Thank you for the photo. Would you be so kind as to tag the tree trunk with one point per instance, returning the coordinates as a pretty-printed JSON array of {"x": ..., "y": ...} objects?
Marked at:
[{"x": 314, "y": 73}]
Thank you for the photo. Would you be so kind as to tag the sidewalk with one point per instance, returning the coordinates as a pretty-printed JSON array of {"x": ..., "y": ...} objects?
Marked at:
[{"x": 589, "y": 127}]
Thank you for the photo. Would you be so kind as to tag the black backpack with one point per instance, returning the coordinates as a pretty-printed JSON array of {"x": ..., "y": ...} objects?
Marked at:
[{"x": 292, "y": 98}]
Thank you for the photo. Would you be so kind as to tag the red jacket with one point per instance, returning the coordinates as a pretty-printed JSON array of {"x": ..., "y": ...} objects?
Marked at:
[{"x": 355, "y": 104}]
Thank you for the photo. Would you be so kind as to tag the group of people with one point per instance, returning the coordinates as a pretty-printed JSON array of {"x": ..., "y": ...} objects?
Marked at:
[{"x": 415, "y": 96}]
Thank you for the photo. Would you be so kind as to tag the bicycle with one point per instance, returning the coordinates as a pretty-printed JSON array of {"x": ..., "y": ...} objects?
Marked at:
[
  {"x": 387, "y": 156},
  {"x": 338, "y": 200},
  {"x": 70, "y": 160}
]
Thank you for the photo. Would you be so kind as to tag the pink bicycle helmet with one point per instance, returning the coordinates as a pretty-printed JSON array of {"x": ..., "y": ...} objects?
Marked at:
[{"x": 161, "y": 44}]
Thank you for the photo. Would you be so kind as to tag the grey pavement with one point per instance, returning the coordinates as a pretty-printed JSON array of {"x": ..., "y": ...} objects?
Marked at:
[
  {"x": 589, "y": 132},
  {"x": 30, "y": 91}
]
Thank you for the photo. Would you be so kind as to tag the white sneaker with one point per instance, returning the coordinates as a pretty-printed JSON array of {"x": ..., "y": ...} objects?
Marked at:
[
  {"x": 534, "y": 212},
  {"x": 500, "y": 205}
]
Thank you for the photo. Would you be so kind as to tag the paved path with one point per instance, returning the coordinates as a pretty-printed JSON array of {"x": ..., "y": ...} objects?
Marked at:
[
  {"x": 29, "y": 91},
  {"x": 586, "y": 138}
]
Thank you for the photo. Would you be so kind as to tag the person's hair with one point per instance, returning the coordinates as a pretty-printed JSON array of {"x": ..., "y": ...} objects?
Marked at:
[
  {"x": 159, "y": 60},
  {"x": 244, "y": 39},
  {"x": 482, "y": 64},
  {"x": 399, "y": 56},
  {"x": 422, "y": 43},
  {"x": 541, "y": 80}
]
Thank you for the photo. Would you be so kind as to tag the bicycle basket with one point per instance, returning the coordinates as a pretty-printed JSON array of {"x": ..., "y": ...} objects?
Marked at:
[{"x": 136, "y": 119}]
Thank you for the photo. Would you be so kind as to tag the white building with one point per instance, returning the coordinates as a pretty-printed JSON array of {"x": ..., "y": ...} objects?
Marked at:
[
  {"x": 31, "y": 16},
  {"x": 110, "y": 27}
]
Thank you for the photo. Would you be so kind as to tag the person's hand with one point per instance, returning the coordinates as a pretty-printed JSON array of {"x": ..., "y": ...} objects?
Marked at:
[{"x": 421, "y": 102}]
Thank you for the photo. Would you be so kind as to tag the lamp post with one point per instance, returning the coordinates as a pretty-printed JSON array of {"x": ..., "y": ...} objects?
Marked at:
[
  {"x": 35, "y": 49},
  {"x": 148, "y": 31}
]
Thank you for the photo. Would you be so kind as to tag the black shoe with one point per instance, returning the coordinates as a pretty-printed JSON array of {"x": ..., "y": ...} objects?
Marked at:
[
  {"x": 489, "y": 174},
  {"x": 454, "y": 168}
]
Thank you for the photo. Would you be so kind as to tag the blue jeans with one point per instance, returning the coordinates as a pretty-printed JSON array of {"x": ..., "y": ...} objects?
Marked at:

- - - - - - -

**Task**
In the material above, replace "Marked at" with "Located at" everywhere and change nothing else.

**The output**
Thank you for the photo. Would you be so kind as to tag the tree trunk with one point per instance, returning the coordinates as a pretty-printed JSON array of {"x": ..., "y": ...} objects?
Located at:
[{"x": 314, "y": 73}]
Thank you for the photo. Would you be so kind as to tag the sidewalk with one point per instance, returning the coordinates as a pretty-printed JSON array of {"x": ..., "y": ...} objects?
Located at:
[{"x": 589, "y": 127}]
Thank you for the photo. Would you be so kind as to tag the black backpack with one point per instance, returning the coordinates as a pretty-printed JSON array of {"x": ..., "y": ...} objects?
Located at:
[{"x": 292, "y": 98}]
Thank you for the photo. Would you be so kind as to tag the red jacket with one point per instance, returning the coordinates as a pretty-printed JSON array of {"x": ..., "y": ...} objects?
Located at:
[{"x": 355, "y": 104}]
Thank you for the photo. Would you be so kind as to tag the group of people with one point per instance, returning the coordinates as a pretty-printed JSON array of {"x": ..., "y": ...} objects?
Located at:
[{"x": 415, "y": 96}]
Thank you for the photo. Would you be so kind as to tag the bicycle with one point per instance, returning the coordinates as a pretty-printed JSON array of {"x": ..., "y": ...} objects?
Located at:
[
  {"x": 387, "y": 156},
  {"x": 338, "y": 200},
  {"x": 70, "y": 160}
]
Thank you for the photo. Would you be so kind as to tag the pink bicycle helmet with one point per instance, returning the coordinates as a pretty-printed JSON array of {"x": ..., "y": ...} objects?
Located at:
[{"x": 161, "y": 44}]
Thank you for the photo. Would you be so kind as to tag the grey pavement with one point per instance, returning the coordinates as a pretty-printed JSON array of {"x": ..., "y": ...} objects?
Located at:
[
  {"x": 589, "y": 132},
  {"x": 30, "y": 91}
]
Thank you for the photo. Would you be so kind as to tag the white sneaker with one point per instance, returning the coordinates as a pretty-printed JSON array of {"x": ..., "y": ...} objects?
Located at:
[
  {"x": 534, "y": 212},
  {"x": 500, "y": 205}
]
Thank you for the photo. Would you be so kind as to tag the paved path with one point per instance, returning the coordinates as a pretty-printed JSON array of {"x": ..., "y": ...} objects?
Located at:
[
  {"x": 29, "y": 91},
  {"x": 586, "y": 138}
]
Thank you for the photo. Would you be so kind as to tag the person's hair with one point per instance, returning the coordinates as a pretty-printed JSON array of {"x": ..., "y": ...} objects?
Located at:
[
  {"x": 159, "y": 60},
  {"x": 244, "y": 39},
  {"x": 482, "y": 64},
  {"x": 399, "y": 56},
  {"x": 422, "y": 43},
  {"x": 541, "y": 80}
]
Thank you for the photo. Would you be so kind as to tag the bicycle basket with one point per instance, returning the coordinates as a pretty-printed JSON array of {"x": ..., "y": ...} objects?
Located at:
[{"x": 136, "y": 119}]
Thank you for the photo. Would you be so kind as to tag the white building with one point per instance, returning the coordinates as a pretty-printed JSON array of {"x": ..., "y": ...} objects?
Located at:
[
  {"x": 31, "y": 16},
  {"x": 110, "y": 27}
]
Thank you for the photo. Would you be so kind as to tag the person's hand with one point per instance, returning the coordinates as a pretty-printed JSON array of {"x": ..., "y": ...} objects?
Located at:
[{"x": 421, "y": 102}]
Thank you for the photo. Would you be so kind as to tag the lamp post with one point per instance, returning the coordinates as a pretty-printed JSON array of {"x": ..., "y": ...} objects?
Located at:
[
  {"x": 35, "y": 49},
  {"x": 148, "y": 31}
]
Thank you for the photo. Would you be so kind as to tag the black shoe with one point per instance, returning the coordinates as a pretty-printed JSON array of {"x": ..., "y": ...} objects?
Located at:
[
  {"x": 489, "y": 174},
  {"x": 454, "y": 168}
]
Thank you for the photo. Would you be so kind as to tag the blue jeans with one point per instance, returning the coordinates as a pretty-printed JSON array of {"x": ..., "y": ...} objects?
Located at:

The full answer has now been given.